*Set task*. Rewrite all of the material below, changing every "Emitted" to "Output" and keeping everything else unchanged. Leave the pictures out.

*Given data*.

--- --- ---

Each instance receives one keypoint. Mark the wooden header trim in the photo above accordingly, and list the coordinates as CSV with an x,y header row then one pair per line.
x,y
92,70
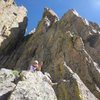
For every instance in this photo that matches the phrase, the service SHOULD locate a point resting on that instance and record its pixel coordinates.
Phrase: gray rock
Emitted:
(32, 87)
(6, 85)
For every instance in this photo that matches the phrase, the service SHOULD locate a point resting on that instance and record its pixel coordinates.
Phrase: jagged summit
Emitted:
(48, 12)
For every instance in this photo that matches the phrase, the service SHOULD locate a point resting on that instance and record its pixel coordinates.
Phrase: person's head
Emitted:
(35, 63)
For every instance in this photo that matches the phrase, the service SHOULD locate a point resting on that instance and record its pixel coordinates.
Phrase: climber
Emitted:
(36, 66)
(47, 78)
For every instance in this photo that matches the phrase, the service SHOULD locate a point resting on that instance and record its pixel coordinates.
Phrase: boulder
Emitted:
(33, 87)
(6, 83)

--- --- ---

*Complete output*.
Each instance receives one keypoint. Mark the wooden header trim in the photo above accordingly, and list the coordinates as CSV with an x,y header row then one pair per line.
x,y
92,70
For every instance in this photo that matches the phrase, the service SHOULD locate a point resting on that instance and record its pixel coordinates.
Phrase: gray rock
Output:
(32, 87)
(6, 85)
For every instance in this photo that matches the phrase, the service SHOULD locate a point resting on that instance and record its pixel coordinates.
Phrase: jagged summit
Output:
(48, 12)
For every instance in this photo that matches the phrase, the service SHOULD locate a point resting on that instance and record its pixel coordinates.
Phrase: person's head
Output:
(35, 63)
For every instance in this photo that matches the phrase, the service SHOULD locate a point resting on that instance and record its pixel coordinates.
Phrase: climber
Output:
(36, 66)
(47, 78)
For every instance in this photo that matches the phrase, the service SHOULD locate a point resting on that instance and record its pixel coordinates.
Phrase: boulder
Output:
(33, 87)
(6, 83)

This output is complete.